___ Exercise inputs ___

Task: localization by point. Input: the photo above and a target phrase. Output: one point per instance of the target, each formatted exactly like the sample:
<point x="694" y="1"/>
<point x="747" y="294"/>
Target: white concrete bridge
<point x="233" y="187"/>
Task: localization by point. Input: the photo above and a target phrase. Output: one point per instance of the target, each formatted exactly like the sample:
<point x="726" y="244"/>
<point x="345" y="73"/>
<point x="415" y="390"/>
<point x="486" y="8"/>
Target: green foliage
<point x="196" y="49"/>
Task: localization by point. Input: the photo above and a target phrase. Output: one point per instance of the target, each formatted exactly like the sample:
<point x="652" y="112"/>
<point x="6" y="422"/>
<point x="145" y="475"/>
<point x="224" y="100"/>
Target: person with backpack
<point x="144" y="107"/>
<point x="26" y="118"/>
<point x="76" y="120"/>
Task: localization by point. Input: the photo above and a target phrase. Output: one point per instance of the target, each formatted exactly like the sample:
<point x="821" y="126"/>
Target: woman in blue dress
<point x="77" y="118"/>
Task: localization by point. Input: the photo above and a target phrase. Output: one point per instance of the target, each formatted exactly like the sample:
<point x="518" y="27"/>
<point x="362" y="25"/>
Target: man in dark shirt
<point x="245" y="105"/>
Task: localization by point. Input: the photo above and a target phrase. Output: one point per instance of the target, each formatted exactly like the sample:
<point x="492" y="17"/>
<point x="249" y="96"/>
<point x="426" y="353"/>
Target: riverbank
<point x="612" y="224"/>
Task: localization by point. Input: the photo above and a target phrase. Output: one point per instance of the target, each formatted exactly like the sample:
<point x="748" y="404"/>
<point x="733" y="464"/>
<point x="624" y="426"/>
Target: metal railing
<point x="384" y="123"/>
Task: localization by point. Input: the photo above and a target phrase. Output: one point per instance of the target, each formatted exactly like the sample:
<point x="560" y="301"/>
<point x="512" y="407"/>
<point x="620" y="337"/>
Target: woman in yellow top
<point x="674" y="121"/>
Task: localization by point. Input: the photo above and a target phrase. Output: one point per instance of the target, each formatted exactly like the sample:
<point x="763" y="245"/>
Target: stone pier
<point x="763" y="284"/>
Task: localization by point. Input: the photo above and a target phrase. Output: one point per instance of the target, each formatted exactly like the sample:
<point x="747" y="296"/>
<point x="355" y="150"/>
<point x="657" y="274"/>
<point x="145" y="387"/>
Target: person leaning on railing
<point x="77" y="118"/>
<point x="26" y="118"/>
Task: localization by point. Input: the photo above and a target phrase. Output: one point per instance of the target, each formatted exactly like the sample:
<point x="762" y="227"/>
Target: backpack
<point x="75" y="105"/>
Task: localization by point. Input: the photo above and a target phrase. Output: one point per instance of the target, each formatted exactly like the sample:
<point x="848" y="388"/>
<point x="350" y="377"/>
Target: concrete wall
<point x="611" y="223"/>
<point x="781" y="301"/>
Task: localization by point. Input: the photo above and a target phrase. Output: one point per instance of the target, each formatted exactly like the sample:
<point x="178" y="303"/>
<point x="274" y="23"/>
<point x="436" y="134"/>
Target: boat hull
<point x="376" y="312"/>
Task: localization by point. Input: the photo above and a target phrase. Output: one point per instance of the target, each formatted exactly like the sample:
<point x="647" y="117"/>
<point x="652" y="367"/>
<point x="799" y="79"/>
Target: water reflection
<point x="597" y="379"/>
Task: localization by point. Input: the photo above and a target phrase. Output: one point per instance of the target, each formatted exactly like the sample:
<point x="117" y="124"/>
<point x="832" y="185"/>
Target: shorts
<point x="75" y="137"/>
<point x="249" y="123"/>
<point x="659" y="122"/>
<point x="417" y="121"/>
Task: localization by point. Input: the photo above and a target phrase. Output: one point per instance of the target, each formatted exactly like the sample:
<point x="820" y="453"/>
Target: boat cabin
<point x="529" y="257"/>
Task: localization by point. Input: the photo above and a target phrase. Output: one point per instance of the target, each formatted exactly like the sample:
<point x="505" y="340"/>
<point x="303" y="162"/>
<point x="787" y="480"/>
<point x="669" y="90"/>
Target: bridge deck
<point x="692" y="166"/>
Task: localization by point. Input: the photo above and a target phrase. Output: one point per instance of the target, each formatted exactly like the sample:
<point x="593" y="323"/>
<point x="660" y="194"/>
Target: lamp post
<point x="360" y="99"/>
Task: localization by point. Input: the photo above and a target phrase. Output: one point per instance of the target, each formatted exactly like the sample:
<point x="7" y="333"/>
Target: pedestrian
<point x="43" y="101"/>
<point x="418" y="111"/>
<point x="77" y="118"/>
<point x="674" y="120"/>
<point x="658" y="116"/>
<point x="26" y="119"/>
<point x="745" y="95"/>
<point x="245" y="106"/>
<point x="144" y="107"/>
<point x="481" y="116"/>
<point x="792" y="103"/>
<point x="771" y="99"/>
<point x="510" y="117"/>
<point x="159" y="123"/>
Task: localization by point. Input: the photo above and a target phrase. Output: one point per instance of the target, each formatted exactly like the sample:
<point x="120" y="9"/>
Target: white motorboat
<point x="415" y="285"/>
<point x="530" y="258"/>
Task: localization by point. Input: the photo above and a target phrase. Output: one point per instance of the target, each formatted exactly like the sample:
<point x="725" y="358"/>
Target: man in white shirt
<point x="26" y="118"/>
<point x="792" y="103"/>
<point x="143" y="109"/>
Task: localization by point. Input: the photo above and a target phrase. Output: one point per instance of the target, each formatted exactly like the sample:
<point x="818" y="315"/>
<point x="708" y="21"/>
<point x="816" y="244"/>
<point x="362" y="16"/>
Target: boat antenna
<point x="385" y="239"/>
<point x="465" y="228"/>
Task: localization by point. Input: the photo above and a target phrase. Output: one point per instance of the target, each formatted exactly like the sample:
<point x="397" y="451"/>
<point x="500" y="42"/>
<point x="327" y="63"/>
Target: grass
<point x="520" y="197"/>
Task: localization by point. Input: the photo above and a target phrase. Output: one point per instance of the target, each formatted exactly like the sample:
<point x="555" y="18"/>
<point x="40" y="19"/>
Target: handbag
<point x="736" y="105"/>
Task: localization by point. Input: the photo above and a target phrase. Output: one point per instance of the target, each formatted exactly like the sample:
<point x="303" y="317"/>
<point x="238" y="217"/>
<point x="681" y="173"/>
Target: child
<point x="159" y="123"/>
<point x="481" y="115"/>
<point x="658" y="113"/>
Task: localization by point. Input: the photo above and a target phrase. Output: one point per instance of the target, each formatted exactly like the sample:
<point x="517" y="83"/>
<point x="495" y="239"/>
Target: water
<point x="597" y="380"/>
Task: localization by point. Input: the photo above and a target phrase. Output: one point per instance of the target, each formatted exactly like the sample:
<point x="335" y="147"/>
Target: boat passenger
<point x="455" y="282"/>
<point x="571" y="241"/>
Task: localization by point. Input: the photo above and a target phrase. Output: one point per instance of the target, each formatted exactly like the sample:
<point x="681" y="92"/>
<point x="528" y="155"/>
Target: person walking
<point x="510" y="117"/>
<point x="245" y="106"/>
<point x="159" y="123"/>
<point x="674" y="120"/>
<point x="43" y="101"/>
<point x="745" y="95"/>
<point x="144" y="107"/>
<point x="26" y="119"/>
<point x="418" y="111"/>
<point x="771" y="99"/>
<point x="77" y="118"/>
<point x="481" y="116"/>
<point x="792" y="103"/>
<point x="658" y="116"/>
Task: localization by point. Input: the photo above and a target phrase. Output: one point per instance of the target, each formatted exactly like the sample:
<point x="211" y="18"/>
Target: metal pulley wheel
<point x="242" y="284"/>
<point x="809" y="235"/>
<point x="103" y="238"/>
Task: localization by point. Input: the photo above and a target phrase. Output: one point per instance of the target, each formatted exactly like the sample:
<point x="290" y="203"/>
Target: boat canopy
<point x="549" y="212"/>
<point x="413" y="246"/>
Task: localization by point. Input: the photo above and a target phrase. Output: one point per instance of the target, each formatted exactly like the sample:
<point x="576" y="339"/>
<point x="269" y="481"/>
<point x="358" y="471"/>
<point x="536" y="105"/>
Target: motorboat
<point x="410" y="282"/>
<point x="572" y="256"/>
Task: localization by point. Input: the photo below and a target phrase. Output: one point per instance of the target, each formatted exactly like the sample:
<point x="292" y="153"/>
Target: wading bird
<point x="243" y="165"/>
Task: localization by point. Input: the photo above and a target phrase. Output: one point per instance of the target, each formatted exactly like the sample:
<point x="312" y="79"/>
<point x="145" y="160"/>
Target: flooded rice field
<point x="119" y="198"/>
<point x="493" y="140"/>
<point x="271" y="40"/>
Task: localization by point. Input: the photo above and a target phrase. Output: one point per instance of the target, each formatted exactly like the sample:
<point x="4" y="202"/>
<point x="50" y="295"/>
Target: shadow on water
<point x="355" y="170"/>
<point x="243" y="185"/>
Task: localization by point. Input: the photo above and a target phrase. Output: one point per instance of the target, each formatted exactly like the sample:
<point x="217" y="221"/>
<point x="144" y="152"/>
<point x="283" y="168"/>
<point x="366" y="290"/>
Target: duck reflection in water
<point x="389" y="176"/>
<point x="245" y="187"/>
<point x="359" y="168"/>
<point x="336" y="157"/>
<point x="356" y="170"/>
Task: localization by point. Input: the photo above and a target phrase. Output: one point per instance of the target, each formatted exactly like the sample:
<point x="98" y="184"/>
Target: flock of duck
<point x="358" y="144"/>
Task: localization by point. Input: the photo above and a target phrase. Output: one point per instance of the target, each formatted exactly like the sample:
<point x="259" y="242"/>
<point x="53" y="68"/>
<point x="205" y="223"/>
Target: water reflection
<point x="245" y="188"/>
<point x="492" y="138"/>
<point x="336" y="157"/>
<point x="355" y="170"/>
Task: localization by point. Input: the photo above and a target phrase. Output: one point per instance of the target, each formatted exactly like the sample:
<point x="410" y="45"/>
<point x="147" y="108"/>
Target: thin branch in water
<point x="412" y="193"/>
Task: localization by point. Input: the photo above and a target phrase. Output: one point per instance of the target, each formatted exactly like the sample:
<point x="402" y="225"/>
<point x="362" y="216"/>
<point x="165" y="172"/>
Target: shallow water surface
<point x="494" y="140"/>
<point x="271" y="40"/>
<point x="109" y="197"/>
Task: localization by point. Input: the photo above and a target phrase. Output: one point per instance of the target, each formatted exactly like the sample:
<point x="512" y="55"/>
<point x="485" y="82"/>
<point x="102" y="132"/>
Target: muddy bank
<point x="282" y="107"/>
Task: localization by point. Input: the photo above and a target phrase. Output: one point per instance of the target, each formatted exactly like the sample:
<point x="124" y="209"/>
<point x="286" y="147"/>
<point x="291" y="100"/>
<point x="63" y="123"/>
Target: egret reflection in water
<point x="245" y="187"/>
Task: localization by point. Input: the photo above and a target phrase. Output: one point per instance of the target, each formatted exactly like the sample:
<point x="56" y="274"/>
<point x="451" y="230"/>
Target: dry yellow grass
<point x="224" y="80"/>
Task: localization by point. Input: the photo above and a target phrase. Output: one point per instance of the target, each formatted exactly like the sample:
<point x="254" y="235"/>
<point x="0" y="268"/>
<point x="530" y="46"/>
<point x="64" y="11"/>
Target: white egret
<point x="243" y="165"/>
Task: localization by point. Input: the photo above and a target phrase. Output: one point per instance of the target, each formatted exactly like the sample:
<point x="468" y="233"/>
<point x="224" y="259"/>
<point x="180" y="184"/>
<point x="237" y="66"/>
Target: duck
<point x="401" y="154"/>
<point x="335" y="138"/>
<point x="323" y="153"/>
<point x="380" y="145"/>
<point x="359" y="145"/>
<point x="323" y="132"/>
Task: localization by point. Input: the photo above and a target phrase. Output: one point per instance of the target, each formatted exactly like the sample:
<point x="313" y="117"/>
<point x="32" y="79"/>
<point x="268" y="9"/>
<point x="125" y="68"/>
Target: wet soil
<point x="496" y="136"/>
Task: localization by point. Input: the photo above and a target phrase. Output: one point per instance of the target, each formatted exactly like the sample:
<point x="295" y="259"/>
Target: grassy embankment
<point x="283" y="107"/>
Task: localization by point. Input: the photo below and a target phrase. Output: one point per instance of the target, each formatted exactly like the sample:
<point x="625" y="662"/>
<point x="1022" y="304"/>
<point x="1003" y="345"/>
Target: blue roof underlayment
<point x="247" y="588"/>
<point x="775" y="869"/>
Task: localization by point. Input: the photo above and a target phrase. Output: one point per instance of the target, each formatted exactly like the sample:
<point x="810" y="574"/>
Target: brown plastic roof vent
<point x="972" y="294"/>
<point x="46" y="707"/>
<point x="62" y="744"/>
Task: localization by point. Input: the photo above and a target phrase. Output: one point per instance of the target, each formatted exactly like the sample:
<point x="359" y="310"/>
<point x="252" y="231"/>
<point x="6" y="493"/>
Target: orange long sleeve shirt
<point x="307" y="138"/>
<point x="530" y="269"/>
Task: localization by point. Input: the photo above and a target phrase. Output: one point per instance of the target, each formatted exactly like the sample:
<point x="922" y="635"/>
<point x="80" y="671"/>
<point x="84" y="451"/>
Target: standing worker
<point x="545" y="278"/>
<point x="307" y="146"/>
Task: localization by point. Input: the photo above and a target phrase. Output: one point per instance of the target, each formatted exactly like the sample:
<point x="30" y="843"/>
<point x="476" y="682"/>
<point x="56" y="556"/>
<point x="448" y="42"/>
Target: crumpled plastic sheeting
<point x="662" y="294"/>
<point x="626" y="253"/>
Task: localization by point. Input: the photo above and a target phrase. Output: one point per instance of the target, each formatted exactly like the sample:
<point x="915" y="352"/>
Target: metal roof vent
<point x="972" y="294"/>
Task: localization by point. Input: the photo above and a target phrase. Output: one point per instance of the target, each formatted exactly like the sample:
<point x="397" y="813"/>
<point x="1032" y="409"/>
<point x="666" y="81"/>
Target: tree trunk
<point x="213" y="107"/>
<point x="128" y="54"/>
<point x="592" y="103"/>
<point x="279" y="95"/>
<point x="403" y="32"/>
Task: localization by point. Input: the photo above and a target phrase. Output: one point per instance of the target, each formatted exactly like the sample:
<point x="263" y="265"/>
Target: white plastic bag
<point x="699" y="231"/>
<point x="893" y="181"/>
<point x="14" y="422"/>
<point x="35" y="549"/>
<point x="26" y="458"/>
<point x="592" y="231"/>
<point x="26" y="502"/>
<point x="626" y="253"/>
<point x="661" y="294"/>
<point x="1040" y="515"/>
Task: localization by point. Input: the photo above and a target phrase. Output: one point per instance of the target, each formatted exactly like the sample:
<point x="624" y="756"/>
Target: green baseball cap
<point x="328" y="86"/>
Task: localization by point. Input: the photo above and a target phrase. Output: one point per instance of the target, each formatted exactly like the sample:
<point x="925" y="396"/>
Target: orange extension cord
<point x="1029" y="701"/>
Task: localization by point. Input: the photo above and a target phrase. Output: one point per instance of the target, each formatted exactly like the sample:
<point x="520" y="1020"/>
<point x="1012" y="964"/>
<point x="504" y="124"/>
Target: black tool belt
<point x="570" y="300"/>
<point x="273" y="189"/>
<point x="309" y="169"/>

___

__Task objective__:
Please gather every line of the material above that contains the string "concrete", matching case exactly.

__Correct result__:
Target: white concrete bridge
Target: concrete wall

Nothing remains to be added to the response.